▶ [Task goal]: Present each line of the entries below that holds the word "terracotta".

(Natural-language object grounding data)
-=-=-

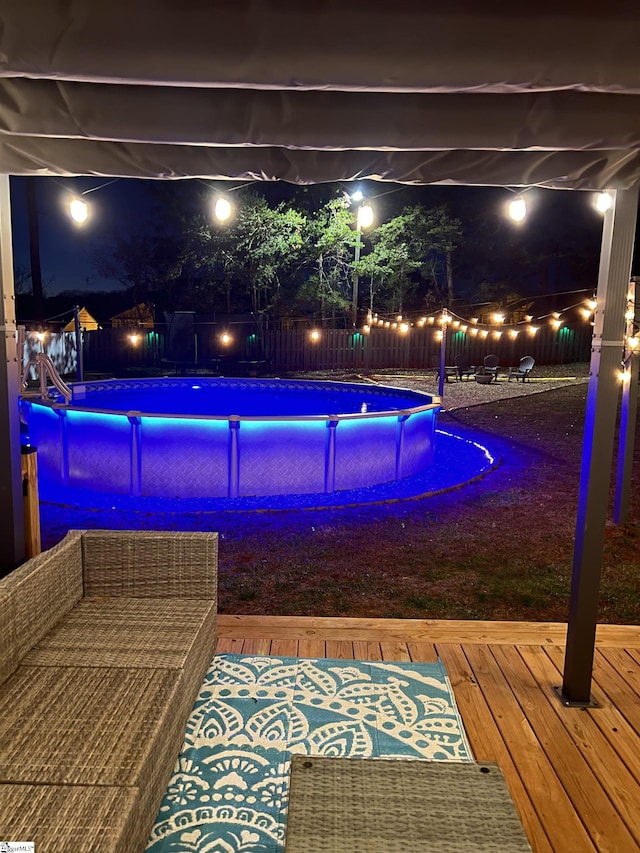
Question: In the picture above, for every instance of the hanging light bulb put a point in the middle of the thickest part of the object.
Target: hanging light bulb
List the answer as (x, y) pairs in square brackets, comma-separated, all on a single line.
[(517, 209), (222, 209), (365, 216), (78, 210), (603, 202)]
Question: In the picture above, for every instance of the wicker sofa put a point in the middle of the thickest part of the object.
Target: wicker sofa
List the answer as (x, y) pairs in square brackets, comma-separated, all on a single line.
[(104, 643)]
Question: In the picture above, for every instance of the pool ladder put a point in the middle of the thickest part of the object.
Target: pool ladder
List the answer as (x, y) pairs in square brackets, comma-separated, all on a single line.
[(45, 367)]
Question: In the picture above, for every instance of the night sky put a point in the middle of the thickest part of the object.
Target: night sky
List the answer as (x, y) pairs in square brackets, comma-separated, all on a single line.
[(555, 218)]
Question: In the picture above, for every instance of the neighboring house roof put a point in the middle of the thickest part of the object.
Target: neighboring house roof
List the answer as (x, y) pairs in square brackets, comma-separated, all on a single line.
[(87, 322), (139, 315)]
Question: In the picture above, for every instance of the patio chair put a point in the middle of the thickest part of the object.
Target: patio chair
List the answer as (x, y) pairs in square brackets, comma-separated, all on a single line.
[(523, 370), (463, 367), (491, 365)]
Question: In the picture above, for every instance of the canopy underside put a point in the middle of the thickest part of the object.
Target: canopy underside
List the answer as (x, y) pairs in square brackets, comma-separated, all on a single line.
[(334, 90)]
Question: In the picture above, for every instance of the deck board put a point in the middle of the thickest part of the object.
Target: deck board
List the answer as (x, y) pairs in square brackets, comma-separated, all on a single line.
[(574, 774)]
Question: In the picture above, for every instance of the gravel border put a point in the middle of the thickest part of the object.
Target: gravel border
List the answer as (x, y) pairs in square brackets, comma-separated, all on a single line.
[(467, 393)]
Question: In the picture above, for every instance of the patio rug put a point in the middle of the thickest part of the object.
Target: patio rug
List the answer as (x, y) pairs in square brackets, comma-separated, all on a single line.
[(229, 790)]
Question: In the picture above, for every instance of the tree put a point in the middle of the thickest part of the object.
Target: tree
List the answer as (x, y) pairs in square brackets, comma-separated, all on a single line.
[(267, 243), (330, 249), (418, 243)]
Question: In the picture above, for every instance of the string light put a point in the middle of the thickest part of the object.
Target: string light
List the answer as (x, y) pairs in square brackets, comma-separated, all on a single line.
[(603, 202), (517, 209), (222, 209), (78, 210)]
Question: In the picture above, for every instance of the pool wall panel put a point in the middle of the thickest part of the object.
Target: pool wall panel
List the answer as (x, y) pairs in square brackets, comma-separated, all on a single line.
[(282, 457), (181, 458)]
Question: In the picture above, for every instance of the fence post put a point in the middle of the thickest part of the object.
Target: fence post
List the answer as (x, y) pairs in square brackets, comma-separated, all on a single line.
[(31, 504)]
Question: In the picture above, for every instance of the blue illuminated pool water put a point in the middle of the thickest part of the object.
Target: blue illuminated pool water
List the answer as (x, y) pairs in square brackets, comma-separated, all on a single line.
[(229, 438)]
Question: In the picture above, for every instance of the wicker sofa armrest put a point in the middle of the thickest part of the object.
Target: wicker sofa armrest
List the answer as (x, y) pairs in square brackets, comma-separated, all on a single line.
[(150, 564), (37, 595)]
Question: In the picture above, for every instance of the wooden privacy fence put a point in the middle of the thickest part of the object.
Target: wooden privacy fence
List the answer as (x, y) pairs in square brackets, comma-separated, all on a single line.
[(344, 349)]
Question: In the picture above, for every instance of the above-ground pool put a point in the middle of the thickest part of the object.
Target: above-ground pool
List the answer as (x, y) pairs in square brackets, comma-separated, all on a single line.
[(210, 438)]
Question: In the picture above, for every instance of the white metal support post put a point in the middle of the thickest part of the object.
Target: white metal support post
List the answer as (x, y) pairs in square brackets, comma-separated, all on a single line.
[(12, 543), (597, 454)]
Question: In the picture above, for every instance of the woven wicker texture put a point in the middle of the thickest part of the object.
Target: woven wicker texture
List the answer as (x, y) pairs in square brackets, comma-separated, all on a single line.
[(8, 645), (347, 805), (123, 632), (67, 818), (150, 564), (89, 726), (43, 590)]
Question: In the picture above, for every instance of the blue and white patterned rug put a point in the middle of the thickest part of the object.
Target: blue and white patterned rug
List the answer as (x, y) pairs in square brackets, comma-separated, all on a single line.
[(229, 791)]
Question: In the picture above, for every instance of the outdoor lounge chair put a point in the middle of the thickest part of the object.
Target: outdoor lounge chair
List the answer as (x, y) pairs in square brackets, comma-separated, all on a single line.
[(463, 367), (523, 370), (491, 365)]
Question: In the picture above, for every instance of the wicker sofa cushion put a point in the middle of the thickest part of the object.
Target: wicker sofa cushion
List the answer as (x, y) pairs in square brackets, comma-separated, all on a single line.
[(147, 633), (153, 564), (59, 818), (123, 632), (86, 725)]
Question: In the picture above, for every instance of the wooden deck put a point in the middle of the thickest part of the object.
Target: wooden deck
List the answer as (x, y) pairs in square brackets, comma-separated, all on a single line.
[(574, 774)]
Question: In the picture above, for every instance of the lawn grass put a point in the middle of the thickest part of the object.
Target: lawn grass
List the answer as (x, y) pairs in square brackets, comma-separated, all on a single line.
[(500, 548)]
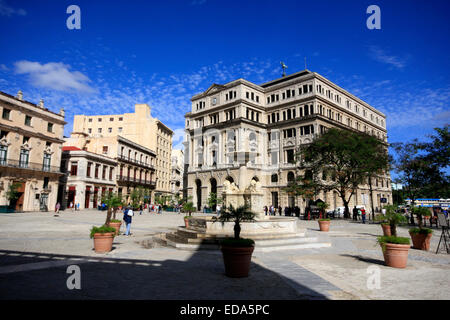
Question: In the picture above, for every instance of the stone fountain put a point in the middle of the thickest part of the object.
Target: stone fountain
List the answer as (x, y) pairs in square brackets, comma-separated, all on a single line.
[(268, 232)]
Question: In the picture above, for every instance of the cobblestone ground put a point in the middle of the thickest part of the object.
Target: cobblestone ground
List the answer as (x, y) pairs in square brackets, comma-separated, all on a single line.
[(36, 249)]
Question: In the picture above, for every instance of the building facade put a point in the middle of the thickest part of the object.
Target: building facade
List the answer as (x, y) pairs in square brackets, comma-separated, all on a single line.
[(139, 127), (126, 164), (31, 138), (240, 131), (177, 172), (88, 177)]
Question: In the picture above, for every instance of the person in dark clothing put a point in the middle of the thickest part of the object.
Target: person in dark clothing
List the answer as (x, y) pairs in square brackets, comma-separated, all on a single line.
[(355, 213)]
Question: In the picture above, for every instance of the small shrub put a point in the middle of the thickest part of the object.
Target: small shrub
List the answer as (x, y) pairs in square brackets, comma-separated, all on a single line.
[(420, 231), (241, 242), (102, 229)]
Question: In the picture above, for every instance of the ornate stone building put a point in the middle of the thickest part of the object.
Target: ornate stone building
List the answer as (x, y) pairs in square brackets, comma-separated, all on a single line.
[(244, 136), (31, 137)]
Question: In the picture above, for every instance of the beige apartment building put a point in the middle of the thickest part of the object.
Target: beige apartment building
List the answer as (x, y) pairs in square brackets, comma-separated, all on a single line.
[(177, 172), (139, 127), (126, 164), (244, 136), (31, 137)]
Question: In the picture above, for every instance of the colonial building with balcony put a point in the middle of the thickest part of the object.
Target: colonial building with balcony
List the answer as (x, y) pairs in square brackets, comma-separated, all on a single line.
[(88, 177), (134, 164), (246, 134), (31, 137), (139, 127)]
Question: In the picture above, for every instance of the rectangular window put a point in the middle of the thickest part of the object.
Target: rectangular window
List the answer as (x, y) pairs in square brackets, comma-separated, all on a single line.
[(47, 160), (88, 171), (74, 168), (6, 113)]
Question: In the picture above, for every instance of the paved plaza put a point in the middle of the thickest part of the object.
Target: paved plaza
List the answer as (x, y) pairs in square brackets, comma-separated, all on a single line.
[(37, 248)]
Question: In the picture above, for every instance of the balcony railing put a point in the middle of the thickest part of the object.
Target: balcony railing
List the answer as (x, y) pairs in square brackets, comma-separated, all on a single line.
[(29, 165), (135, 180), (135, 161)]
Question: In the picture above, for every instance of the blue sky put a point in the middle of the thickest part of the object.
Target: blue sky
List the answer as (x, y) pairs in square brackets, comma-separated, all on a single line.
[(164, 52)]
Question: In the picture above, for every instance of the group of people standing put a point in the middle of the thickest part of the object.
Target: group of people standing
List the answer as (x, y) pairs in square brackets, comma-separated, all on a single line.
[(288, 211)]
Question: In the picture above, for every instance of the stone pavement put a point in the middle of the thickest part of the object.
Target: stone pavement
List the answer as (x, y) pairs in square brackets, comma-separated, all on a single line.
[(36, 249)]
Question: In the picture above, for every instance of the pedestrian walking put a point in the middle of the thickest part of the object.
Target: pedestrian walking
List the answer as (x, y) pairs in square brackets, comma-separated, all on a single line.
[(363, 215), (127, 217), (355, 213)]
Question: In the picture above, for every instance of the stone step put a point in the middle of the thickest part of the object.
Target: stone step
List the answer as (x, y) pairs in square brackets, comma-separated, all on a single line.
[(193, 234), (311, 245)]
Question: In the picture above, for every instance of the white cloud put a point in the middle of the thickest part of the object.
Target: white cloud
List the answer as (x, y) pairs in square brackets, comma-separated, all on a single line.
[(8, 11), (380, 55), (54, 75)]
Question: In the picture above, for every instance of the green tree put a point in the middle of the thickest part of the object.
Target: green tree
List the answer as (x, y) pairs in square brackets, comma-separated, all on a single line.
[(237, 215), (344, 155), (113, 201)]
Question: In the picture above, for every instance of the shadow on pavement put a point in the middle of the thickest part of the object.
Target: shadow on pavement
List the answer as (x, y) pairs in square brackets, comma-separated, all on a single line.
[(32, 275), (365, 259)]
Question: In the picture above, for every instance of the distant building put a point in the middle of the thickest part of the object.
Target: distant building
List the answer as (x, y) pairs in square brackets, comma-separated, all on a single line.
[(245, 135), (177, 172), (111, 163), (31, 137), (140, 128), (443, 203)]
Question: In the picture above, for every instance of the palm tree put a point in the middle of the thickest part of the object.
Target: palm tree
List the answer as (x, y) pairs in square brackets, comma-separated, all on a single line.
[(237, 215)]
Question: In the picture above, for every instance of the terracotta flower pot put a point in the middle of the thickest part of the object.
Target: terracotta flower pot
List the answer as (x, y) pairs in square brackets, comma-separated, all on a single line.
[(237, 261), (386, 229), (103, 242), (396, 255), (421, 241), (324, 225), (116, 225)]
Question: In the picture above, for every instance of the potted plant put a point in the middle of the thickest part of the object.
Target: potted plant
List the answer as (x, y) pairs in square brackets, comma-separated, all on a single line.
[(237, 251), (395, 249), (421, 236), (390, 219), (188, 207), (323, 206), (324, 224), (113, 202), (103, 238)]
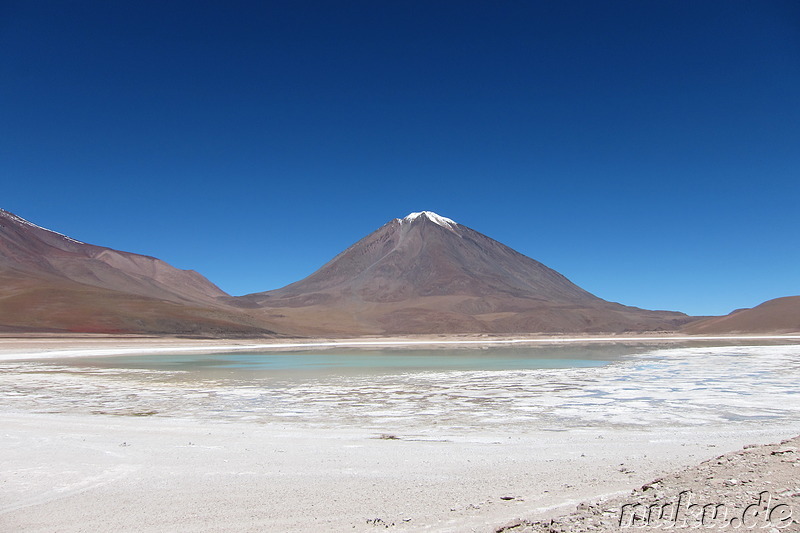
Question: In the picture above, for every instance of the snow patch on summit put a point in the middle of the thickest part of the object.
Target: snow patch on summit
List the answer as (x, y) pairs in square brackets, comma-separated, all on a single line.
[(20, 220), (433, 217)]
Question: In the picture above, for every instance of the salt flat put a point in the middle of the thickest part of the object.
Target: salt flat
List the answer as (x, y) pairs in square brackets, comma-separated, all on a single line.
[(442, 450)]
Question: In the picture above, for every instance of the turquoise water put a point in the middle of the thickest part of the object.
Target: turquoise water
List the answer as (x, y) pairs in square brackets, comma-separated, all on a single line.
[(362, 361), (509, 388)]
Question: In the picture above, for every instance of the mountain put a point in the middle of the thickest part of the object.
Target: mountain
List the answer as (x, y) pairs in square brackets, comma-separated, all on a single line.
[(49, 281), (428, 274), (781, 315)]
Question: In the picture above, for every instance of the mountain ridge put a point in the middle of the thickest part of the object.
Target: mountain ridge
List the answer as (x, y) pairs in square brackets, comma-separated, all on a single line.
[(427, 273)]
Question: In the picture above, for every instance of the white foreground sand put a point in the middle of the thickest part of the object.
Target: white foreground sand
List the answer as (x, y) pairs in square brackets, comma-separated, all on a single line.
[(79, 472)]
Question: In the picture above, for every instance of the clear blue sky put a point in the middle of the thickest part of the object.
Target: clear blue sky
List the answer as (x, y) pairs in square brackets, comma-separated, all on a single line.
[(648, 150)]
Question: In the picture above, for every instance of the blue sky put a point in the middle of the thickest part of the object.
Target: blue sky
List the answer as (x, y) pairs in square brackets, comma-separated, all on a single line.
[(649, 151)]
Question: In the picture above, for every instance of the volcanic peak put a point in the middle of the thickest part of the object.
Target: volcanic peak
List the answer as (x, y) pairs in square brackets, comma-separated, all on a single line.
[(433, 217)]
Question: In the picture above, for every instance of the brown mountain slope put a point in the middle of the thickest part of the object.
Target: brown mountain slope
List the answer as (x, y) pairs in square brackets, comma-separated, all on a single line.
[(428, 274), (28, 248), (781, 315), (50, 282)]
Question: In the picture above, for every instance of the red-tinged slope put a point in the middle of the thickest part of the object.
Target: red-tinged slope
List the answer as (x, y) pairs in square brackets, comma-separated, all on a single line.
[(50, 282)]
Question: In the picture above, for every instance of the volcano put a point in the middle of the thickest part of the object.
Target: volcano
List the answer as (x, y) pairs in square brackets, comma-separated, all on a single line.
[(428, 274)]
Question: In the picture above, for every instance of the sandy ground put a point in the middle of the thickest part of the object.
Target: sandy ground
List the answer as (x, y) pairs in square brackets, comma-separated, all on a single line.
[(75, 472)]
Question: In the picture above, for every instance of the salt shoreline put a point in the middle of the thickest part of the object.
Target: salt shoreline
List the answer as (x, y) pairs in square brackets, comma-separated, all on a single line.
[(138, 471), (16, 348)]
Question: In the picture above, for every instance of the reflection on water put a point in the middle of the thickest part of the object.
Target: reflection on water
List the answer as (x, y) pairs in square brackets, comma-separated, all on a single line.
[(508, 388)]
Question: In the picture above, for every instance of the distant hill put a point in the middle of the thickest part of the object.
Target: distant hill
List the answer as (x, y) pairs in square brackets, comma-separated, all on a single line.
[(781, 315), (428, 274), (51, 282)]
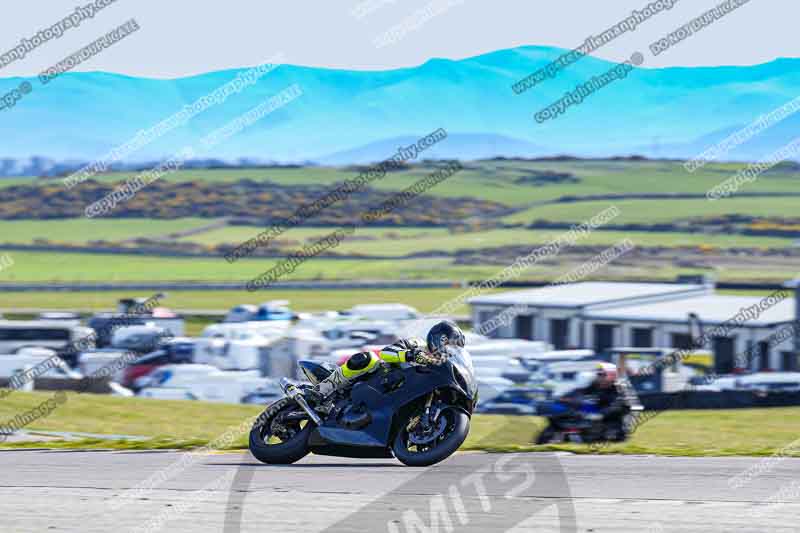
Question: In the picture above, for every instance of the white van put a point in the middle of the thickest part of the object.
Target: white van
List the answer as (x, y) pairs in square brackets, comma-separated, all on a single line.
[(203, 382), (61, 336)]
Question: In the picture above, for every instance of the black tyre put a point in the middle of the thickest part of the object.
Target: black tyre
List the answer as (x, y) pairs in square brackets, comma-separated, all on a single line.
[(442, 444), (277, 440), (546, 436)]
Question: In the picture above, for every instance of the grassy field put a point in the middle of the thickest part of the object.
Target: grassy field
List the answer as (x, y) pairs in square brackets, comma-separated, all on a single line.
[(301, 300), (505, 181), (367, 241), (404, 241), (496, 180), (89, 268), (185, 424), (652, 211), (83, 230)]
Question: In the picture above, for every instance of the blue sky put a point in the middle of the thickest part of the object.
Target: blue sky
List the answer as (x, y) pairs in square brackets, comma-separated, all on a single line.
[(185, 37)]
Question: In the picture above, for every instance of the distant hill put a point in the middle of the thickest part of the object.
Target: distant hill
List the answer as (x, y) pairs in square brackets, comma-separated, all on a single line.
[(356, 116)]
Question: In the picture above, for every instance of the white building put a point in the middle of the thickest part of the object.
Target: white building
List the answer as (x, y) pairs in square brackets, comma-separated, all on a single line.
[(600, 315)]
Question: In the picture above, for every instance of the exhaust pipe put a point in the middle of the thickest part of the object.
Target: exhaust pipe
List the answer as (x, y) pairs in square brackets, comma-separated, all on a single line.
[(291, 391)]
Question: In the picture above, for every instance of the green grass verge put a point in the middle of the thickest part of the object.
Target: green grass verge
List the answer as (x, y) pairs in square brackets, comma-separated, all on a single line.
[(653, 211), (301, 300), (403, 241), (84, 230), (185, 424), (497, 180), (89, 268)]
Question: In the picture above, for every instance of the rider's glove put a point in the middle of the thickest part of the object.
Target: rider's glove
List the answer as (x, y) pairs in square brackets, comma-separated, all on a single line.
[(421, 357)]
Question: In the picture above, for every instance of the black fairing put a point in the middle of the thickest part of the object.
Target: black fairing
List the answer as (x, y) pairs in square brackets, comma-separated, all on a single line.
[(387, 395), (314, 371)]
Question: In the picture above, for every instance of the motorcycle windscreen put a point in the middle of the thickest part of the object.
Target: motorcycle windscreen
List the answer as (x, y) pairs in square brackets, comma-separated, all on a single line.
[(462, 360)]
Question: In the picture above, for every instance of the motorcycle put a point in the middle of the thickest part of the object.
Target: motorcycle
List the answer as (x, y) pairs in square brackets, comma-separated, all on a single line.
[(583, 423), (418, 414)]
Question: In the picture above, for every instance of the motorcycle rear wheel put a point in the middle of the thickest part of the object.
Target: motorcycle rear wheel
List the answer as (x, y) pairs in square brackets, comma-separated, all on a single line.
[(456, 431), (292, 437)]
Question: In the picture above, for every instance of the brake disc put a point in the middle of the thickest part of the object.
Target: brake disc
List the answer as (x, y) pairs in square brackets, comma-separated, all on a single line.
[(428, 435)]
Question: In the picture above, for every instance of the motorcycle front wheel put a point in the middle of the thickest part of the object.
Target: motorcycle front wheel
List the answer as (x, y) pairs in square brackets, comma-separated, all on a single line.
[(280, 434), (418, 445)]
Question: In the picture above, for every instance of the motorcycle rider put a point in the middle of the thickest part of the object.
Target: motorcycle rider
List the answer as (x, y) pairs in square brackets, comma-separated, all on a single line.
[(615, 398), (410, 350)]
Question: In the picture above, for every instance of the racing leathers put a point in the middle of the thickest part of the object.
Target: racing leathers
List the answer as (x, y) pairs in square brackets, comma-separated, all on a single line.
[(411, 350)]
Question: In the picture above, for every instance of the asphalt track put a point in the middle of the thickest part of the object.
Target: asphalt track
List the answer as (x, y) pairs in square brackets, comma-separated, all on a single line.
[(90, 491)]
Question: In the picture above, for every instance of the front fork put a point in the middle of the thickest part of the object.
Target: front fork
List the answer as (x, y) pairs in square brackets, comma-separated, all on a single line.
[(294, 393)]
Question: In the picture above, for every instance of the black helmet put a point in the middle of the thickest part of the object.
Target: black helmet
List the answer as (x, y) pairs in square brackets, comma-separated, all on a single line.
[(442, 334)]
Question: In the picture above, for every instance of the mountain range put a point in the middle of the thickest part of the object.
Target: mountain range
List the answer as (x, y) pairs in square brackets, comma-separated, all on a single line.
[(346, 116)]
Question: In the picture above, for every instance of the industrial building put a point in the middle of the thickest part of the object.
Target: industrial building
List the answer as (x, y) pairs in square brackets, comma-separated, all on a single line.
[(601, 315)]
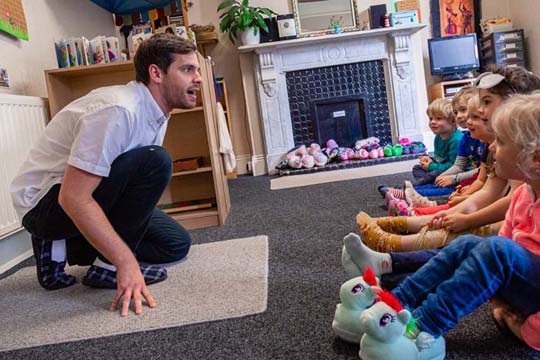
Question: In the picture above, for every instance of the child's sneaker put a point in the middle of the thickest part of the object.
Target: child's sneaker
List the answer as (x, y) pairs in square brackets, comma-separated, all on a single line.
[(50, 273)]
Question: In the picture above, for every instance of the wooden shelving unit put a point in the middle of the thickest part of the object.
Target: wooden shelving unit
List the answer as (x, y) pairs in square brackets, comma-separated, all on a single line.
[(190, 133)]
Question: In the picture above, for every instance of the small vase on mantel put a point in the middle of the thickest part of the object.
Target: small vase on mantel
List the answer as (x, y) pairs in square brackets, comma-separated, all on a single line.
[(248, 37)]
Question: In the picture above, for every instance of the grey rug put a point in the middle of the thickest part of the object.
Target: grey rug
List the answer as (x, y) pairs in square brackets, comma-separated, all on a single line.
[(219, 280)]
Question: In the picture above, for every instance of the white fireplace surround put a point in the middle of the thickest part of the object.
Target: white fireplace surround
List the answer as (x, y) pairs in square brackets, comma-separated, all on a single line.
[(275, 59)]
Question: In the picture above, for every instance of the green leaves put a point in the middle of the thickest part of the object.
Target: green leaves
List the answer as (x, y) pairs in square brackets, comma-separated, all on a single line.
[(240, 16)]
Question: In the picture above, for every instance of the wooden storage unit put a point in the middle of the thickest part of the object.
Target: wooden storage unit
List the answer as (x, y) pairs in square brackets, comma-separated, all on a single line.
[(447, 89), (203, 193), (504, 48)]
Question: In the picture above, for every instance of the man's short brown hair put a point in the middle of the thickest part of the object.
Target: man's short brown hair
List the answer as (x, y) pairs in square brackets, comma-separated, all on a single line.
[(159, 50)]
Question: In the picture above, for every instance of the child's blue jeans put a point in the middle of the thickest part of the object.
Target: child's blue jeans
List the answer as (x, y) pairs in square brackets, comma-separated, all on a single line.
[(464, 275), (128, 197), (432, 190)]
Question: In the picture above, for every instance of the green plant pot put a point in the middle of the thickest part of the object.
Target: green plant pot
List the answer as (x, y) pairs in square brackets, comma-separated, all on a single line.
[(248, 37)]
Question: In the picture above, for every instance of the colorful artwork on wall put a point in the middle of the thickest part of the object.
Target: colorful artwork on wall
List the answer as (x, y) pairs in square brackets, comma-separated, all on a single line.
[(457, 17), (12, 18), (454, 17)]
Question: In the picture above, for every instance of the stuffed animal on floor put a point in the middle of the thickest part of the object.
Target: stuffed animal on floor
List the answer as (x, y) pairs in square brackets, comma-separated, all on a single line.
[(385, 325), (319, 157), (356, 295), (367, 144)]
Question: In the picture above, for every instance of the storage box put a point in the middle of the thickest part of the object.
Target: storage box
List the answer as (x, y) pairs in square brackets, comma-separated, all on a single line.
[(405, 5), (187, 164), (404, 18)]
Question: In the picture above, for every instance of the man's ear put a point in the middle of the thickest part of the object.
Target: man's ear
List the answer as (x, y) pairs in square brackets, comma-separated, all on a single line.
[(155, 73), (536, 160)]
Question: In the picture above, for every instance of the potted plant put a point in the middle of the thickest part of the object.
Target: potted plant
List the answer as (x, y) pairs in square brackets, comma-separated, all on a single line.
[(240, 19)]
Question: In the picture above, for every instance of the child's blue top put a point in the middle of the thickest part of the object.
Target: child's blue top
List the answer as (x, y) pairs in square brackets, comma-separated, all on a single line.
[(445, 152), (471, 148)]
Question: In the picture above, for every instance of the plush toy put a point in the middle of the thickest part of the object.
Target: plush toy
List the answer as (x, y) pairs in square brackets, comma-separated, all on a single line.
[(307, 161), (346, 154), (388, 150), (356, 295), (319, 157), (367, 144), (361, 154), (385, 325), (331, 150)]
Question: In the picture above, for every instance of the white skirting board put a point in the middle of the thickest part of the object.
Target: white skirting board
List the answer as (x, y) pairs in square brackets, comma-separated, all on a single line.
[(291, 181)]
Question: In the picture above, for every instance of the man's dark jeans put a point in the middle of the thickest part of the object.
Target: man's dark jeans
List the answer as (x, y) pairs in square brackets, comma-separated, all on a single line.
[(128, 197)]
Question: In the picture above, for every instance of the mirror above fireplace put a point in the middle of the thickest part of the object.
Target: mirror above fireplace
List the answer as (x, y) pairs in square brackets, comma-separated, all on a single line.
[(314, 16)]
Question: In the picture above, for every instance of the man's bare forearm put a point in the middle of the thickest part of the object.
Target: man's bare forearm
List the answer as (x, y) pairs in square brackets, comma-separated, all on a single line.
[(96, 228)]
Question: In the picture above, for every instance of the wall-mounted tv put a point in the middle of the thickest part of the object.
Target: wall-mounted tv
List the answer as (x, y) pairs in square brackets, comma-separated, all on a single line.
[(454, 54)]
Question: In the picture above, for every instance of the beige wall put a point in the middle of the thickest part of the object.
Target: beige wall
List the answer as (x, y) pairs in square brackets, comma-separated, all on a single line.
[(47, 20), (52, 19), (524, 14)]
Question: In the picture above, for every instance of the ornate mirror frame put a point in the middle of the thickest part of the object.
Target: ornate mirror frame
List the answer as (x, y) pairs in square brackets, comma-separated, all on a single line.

-=-=-

▶ [Result of this task]:
Question: In the picture above, for every instance of the terracotta flower pot put a point in the middle of the thickest part of the object.
Target: terracotta flower pot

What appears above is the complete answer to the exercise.